AIM: Return each line from the rows below that contains the word "bird", copied unchanged.

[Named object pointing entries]

──────────────────────────────

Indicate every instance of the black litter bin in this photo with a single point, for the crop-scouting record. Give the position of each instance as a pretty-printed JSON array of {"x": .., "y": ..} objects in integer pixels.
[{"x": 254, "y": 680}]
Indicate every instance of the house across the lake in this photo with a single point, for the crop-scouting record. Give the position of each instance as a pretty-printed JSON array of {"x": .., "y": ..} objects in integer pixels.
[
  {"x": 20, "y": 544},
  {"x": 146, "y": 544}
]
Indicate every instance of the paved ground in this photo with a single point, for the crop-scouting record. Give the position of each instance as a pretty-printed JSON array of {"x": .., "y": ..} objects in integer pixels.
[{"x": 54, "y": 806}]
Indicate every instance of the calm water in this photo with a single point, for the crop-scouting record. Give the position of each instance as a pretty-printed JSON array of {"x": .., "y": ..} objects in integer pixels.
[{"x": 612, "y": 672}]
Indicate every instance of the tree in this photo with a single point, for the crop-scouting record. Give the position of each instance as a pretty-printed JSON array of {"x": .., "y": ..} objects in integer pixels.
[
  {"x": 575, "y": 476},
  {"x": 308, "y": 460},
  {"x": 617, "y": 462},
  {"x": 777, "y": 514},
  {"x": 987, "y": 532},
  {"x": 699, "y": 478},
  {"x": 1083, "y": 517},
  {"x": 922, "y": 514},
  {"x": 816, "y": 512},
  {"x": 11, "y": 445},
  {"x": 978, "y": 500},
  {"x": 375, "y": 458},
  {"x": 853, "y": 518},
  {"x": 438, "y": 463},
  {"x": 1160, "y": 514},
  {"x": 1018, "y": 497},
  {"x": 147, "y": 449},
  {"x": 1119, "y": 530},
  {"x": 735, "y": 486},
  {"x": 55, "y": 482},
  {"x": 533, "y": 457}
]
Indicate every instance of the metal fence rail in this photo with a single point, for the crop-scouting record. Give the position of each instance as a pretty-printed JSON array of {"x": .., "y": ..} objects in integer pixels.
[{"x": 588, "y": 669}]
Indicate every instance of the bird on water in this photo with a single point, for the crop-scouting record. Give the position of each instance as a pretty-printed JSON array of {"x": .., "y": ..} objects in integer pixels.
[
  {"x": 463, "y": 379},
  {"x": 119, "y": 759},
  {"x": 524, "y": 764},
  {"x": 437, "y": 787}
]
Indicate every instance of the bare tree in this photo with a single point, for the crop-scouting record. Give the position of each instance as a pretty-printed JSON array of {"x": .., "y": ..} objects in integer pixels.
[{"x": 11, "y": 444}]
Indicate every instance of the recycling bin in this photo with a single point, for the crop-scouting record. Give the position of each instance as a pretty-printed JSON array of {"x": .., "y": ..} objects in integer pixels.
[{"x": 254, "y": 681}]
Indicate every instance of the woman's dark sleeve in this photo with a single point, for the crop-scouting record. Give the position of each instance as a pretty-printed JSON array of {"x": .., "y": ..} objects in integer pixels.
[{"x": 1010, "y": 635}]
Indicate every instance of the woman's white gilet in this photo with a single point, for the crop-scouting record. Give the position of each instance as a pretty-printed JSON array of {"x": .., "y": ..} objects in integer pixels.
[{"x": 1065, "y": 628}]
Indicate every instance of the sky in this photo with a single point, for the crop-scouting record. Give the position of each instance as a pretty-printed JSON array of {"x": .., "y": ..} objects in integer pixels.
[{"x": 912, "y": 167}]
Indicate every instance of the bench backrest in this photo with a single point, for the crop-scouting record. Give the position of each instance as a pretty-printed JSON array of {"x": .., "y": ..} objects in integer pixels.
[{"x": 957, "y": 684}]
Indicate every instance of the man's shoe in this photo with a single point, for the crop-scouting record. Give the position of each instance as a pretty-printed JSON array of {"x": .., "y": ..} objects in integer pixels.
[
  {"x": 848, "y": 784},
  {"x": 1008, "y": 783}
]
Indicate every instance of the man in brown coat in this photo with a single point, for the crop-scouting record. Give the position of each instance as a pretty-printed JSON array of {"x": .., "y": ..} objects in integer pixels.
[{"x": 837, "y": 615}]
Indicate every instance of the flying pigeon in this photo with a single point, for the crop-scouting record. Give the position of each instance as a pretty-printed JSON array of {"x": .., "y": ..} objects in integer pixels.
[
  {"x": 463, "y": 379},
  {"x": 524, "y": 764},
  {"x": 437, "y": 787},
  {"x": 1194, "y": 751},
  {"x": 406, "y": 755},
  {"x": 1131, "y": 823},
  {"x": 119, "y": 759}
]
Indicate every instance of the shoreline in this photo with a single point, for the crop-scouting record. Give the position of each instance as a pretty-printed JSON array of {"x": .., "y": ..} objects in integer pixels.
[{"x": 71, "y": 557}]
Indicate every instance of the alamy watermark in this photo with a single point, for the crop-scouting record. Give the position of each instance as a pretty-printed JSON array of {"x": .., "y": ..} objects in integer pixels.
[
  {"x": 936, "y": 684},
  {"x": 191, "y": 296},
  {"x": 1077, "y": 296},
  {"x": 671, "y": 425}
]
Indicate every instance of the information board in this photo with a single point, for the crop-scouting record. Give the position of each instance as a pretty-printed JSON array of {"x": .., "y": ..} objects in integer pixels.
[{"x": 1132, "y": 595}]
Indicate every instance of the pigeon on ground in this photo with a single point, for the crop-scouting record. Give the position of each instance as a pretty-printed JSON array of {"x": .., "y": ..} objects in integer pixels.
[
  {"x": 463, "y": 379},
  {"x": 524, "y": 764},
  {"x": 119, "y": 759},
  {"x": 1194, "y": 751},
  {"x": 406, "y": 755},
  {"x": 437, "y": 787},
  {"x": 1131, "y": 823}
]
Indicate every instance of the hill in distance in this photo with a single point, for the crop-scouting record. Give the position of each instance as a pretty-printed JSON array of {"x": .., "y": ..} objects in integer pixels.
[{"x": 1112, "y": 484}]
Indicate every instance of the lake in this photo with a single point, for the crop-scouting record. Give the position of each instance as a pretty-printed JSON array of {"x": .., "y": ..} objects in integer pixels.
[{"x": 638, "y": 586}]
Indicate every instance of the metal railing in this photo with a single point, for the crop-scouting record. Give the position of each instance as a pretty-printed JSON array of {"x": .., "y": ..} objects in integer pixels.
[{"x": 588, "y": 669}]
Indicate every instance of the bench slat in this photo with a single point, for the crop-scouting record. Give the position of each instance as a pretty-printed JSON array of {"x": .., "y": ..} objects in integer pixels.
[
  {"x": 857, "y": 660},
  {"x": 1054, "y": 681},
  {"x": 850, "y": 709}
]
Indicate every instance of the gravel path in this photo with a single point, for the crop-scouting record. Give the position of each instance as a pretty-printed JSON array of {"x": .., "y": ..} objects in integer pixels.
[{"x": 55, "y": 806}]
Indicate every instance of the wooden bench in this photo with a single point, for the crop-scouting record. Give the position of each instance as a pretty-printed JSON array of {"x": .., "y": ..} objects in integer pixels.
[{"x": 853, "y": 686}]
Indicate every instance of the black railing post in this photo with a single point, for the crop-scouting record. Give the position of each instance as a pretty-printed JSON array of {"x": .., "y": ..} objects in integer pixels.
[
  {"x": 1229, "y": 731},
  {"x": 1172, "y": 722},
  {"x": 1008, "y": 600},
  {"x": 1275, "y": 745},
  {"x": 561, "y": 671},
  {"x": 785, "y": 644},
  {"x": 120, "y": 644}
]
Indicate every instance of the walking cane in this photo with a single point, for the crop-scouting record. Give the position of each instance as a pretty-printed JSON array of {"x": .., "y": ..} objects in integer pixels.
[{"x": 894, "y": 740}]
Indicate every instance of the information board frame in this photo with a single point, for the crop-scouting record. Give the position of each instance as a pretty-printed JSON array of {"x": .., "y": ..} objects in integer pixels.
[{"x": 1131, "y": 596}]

──────────────────────────────

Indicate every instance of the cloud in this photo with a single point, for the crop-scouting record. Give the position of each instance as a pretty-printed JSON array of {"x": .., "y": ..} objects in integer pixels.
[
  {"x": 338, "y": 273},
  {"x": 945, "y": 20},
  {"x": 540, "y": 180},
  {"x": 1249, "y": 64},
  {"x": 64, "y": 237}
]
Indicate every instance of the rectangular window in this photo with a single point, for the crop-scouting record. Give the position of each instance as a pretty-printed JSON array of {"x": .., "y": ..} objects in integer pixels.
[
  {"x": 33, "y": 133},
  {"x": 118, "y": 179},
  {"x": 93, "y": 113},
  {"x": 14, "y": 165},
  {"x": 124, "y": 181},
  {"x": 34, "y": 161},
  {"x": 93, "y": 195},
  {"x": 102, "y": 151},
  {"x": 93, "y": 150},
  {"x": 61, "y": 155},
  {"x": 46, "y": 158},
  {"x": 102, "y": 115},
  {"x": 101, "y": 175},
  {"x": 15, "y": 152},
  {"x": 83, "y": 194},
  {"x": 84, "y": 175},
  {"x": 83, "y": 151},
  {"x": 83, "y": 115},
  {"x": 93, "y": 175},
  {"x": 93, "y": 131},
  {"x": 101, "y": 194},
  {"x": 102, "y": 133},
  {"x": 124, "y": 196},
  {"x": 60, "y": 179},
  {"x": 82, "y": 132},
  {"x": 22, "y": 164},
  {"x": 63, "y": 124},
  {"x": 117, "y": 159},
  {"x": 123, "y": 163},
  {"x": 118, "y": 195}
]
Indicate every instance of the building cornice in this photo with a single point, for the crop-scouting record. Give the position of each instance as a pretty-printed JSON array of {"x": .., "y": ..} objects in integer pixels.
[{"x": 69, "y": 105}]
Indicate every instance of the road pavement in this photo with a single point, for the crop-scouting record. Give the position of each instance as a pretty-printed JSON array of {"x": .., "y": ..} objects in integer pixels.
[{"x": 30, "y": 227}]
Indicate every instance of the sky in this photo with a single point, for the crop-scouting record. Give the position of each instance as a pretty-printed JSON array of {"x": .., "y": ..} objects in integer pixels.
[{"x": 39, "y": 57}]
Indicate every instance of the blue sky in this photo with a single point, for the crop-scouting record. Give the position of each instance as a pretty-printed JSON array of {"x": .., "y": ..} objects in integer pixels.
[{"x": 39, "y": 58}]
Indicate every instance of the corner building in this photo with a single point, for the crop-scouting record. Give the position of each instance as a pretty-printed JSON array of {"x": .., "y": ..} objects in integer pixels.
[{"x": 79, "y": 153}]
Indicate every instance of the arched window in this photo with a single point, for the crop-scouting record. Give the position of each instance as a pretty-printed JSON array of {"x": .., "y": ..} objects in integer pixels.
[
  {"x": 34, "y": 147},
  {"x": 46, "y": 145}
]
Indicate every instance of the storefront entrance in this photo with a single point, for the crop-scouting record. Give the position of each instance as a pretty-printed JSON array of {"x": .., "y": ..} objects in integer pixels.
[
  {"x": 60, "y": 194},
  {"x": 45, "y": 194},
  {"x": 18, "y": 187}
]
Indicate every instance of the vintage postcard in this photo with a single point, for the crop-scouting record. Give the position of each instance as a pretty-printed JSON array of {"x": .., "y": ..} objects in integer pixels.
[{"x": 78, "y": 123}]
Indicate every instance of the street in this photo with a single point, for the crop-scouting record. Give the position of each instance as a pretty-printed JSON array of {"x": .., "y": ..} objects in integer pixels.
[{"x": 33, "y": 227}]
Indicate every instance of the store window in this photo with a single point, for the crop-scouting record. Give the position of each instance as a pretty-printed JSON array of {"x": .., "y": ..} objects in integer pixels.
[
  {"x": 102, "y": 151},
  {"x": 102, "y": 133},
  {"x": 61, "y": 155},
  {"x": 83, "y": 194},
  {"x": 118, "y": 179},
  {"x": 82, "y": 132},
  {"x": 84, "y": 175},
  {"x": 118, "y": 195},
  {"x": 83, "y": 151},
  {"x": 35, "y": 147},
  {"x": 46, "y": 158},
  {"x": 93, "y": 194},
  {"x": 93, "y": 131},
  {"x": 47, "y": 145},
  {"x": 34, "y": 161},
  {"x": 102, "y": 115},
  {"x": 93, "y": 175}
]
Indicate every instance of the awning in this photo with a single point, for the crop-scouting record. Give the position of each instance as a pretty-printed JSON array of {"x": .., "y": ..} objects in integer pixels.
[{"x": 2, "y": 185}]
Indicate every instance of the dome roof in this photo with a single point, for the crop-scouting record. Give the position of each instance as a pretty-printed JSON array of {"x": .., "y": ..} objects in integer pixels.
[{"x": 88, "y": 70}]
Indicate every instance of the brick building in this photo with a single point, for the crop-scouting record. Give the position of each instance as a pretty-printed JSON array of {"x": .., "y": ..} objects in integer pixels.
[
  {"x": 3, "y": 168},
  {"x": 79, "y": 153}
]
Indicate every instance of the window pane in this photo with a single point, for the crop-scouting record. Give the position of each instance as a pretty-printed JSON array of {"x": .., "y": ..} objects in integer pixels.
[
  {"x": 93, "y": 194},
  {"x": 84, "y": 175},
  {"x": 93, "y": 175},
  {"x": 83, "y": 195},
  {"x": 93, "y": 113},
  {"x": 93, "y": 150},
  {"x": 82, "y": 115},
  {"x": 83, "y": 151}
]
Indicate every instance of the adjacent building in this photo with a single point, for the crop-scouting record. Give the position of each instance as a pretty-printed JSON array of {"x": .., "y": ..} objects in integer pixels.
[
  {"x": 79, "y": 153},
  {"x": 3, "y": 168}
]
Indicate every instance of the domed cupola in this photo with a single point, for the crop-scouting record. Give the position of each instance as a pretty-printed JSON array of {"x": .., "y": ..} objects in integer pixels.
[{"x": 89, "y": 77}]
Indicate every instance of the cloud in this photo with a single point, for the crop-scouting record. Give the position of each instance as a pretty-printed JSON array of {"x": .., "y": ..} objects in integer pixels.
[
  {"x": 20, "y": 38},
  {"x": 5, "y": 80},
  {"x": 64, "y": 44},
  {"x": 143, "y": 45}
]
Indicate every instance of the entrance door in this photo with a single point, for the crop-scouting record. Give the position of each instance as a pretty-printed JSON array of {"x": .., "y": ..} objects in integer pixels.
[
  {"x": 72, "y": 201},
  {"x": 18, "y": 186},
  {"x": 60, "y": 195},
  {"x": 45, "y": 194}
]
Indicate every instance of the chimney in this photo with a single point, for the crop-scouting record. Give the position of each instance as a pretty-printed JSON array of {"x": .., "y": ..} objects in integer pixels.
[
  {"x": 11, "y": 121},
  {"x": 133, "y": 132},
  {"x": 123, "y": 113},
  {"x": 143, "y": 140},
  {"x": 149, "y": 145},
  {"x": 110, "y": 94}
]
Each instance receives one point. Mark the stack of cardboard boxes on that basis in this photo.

──────────────────────────────

EXPECTED OUTPUT:
Indicate every instance of the bird on water in this photo with a single point, for the crop-scouting record. Give the position of each instance as a pretty-printed JSON array of {"x": .., "y": ..} objects in integer pixels.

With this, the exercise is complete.